Your task
Each record must be retyped in full. No character may differ.

Materials provided

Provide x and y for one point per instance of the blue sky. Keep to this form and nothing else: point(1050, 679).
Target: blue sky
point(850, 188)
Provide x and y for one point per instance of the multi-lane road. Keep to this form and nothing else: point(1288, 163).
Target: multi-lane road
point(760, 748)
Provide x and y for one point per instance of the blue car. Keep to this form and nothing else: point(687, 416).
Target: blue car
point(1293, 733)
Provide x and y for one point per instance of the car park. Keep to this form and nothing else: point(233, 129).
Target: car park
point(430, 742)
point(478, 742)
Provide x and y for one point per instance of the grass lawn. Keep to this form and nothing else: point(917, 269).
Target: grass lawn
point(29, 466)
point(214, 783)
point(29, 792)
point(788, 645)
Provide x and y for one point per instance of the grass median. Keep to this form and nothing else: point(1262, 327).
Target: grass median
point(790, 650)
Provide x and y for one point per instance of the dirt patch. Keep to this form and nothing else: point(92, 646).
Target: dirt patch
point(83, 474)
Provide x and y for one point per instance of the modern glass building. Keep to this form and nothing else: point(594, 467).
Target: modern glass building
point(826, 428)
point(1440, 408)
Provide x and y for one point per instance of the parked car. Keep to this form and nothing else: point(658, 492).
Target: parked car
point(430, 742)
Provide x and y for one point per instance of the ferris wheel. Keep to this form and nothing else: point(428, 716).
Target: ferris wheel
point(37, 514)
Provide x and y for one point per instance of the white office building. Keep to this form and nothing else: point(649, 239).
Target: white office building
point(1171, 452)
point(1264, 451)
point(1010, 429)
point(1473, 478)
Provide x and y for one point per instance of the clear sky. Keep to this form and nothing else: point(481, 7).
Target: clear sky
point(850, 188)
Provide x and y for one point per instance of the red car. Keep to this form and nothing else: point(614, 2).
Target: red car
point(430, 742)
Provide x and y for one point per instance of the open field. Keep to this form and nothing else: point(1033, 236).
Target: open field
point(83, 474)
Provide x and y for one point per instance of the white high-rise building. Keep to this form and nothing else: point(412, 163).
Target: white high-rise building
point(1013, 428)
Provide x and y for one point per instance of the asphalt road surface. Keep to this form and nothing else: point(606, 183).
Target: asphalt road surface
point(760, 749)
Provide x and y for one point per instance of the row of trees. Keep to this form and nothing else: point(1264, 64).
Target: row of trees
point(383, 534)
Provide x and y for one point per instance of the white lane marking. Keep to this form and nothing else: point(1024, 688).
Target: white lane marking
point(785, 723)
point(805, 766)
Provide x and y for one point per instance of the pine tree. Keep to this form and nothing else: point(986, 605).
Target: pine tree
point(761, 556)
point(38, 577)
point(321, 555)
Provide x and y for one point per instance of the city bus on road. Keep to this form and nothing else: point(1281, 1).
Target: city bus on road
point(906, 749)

Reply
Provide x and y for one point per instance of the blue sky. Keep to this form and nothing else: point(1050, 679).
Target: blue sky
point(850, 188)
Provide x and y for one point per instance of the multi-lane road. Keep to this form and nothing else: point(1288, 163).
Target: multi-lane road
point(760, 748)
Provide x and y for one point per instance of the blue car. Keep to this form and nothing else: point(687, 416).
Target: blue car
point(1293, 733)
Provide x and y for one point per instance of the car park. Keep to this form and nothing else: point(233, 129).
Target: car park
point(430, 742)
point(478, 742)
Provide x and y for one point per instance of the grass lawn. Keep to this form and nothing else: point(917, 269).
Target: grass lawn
point(29, 466)
point(214, 783)
point(29, 792)
point(788, 645)
Provide x and y for one point per instance of the grass median. Keep to this form and nothing else: point(1262, 327).
Target: grass median
point(790, 650)
Provide x and y for one point per instance of the dirt patch. Keep to this form and nothing else: point(92, 646).
Target: dirt patch
point(83, 474)
Provide x and y for one point per instance of the modern glass building. Keep to this form and nothing else: point(594, 467).
Target: modern glass building
point(826, 428)
point(1440, 408)
Provide x and y for one point per instance of the parked car. Keep to this form and nothing else: point(658, 492).
Target: parked car
point(430, 742)
Provide x and y for one point per instance of the ferris wheel. Keep to this form and nothing else: point(428, 716).
Target: ferris wheel
point(37, 514)
Provide x and y for one point per instance of the white office building. Keep to this form and nothing else: point(649, 239).
Target: white office building
point(1171, 452)
point(1264, 451)
point(1010, 429)
point(1473, 478)
Provide x and y for one point per instance of the clear sky. Keep to this form and nothing else: point(481, 7).
Target: clear sky
point(850, 188)
Provide x and y for one point per instance of the red car. Keep to this form and nothing else: point(614, 2).
Target: red car
point(430, 742)
Provide x and y for one point per instance of the open field. Keep to this form and nothing else: point(1033, 236).
Target: open field
point(83, 474)
Provide x and y for one point per instance of the white high-rise building. Keep to this form and nothing else: point(412, 163).
Target: white high-rise building
point(1013, 428)
Provide x and y for one point per instance of the asphalt road surface. Keep to this form and nothing else: point(606, 183).
Target: asphalt road surface
point(760, 749)
Provide x and y for one point per instance of the row of trees. Keep to this form and nothing else: point(1264, 64).
Target: row of trees
point(383, 534)
Provide x and y for one point per instance of the white lane marking. Keep to this form and nothing else: point(1024, 688).
Target: white lane marking
point(785, 723)
point(805, 766)
Provide x and y for one point per instance of the pine tree. Keep to this form and nothing else: point(986, 605).
Target: pine tree
point(761, 556)
point(38, 577)
point(321, 555)
Provide x and y for one point per instance of the city bus on road. Keep to this form and nothing else: point(1281, 1).
Target: city bus on road
point(906, 749)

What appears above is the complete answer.